Problem to work on: All of the listing below must be repeated word for word. Pictures are the only thing to omit.

Dataset extract:
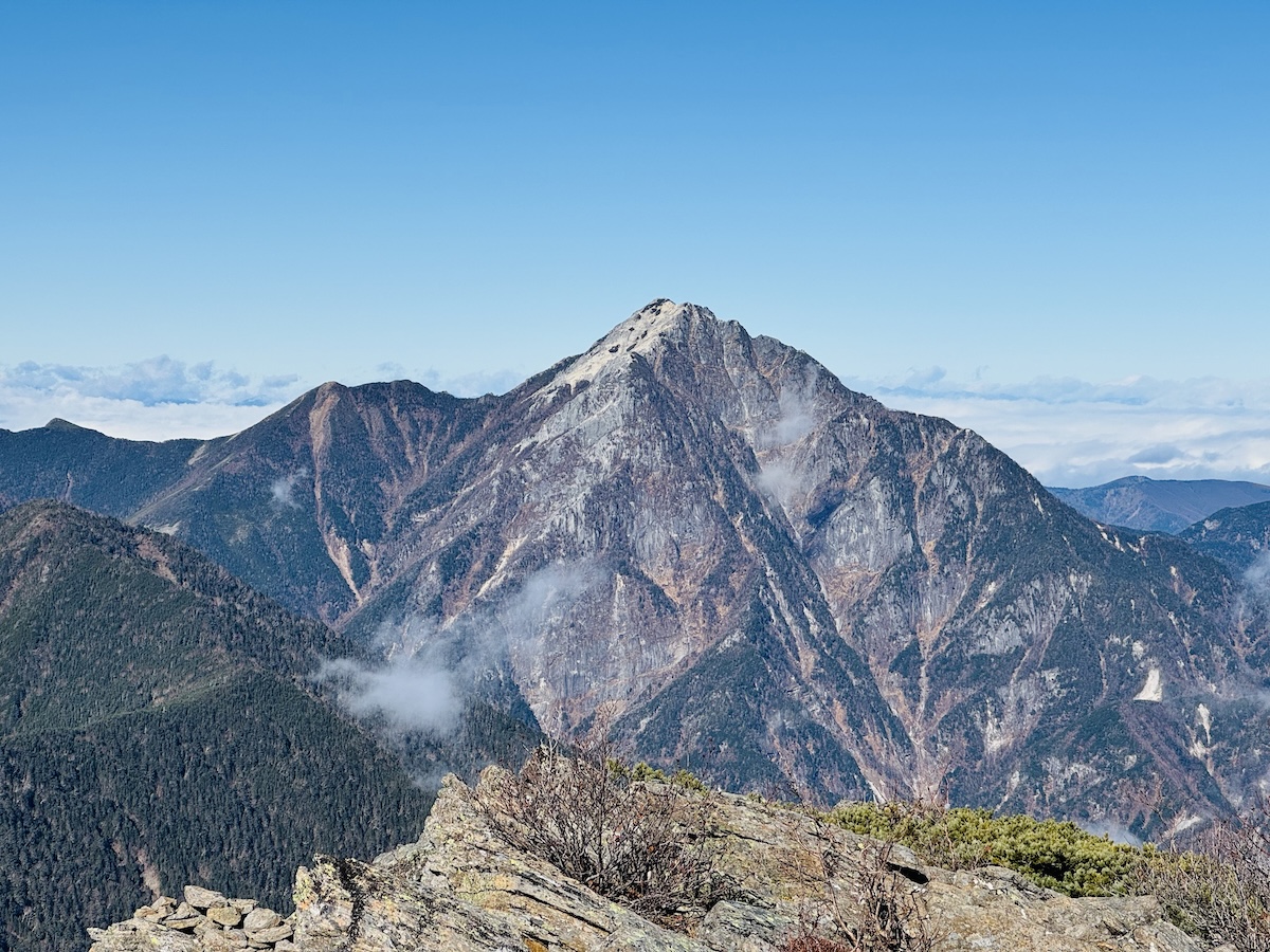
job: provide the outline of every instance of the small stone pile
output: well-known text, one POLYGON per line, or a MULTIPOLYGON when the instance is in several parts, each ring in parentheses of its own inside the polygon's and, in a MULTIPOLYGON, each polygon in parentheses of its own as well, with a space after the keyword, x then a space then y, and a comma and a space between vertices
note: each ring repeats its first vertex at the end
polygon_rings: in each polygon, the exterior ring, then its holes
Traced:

Written response:
job: provide the outline of every instance of the small stone pile
output: well-known text, one POLYGON per line, or a MULTIPOLYGON when the instance is in several parts, each ring in parentheses of its own inside the polygon's and, in a MULTIPOLYGON, each polygon in parentheses of its own as well, with a space after the keyword, x then a space then y, and a comma and a space between vertices
note: each ring repeats its first vertex at the end
polygon_rings: in each polygon, the exterior ring, then its holes
Traced:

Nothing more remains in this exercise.